* [THE TASK]
From the first line to the last, write out the data below exactly.
AVAILABLE DATA below:
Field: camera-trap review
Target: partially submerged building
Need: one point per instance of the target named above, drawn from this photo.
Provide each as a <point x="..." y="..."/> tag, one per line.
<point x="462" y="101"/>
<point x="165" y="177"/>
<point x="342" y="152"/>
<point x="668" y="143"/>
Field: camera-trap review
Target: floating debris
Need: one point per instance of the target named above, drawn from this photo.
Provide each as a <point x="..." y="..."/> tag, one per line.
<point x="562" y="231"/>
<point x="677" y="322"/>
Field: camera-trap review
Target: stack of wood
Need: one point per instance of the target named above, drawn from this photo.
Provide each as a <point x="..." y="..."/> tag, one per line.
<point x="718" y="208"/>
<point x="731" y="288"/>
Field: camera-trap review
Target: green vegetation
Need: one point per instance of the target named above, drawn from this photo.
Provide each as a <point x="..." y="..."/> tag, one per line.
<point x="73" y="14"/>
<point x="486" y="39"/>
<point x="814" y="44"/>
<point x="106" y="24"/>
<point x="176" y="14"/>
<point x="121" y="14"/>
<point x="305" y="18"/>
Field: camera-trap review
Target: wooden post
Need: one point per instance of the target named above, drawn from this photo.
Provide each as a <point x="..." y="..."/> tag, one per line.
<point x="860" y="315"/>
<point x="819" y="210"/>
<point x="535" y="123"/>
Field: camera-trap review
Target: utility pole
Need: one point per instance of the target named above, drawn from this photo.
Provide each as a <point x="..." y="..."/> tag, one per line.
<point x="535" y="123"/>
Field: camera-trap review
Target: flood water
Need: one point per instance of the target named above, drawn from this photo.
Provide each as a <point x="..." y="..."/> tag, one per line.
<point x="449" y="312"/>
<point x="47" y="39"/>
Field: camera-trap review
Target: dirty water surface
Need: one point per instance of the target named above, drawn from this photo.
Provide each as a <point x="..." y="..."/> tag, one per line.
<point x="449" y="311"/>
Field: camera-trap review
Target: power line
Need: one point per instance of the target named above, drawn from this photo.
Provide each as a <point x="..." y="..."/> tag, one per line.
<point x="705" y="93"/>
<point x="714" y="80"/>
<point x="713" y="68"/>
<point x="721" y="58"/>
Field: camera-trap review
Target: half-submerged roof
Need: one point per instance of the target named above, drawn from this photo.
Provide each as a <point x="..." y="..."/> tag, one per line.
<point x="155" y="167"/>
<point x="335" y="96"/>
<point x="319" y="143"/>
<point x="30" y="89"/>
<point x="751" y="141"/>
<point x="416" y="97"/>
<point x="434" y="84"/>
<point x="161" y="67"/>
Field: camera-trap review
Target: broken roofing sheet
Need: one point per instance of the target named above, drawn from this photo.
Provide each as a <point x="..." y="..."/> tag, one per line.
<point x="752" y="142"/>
End of AVAILABLE DATA.
* [TASK ANSWER]
Field: camera-trap review
Target: partially submerged building
Need: one point per instance of the target named above, drawn from this photo.
Provide each as a <point x="..." y="..."/> tag, one per line.
<point x="462" y="101"/>
<point x="165" y="177"/>
<point x="342" y="152"/>
<point x="668" y="143"/>
Field: camera-trap review
Target: floating debris
Need: one point per instance of the target named above, drawn from this photo.
Provide each as a <point x="..." y="..."/> tag, one per line.
<point x="562" y="231"/>
<point x="677" y="322"/>
Field: camera-trap review
Target: stack of wood
Need: one point per instance of the target named above, drawn from this photo.
Provide each as a <point x="..." y="..."/> tag, one per line.
<point x="718" y="208"/>
<point x="731" y="288"/>
Field: camera-trap review
Target: green vegetation
Need: one point per instance of the target named above, drawn from this photo.
Provide each as a <point x="..." y="..."/> tag, one per line.
<point x="73" y="14"/>
<point x="486" y="39"/>
<point x="814" y="44"/>
<point x="106" y="24"/>
<point x="176" y="14"/>
<point x="121" y="14"/>
<point x="305" y="18"/>
Field: camera-trap review
Target: wooden post
Need: one point per instance of the target named above, drawn from this photo.
Provide each as a <point x="..." y="..."/> tag, one per line.
<point x="860" y="315"/>
<point x="819" y="210"/>
<point x="535" y="123"/>
Field: camera-trap review
Target: utility pole
Need: one point per instance of the target named above, drawn from this photo.
Provide each as a <point x="..." y="..."/> tag, one per line.
<point x="535" y="123"/>
Field: camera-trap review
Target: flood water
Need: one point per instance of the target named above, drawn from this photo.
Provide each as a <point x="..." y="..."/> tag, one per line.
<point x="449" y="312"/>
<point x="47" y="39"/>
Field: camera-trap review
Target: dirty water surface
Need: one point per instance of the target named above, drawn from this photo.
Provide each as a <point x="..." y="..."/> tag, one per line.
<point x="449" y="311"/>
Field: camera-trap review
Target: power line
Need: one point per instance of the target named above, drawn from this photo.
Provide each as a <point x="..." y="..."/> tag, one per line.
<point x="705" y="93"/>
<point x="714" y="80"/>
<point x="713" y="68"/>
<point x="721" y="58"/>
Field: camera-trap review
Target: half-submerged roof
Need: one point per instance of the target named above, drawn from this photo.
Provide each as a <point x="..." y="..."/> tag, one per line.
<point x="155" y="167"/>
<point x="335" y="96"/>
<point x="319" y="143"/>
<point x="30" y="89"/>
<point x="751" y="141"/>
<point x="416" y="97"/>
<point x="434" y="84"/>
<point x="161" y="67"/>
Field: camera-trap review
Target: broken roofing sheet
Need: one point per instance of the target named above, drawn from this photo.
Provide each as a <point x="..." y="..."/> tag, one per line.
<point x="752" y="142"/>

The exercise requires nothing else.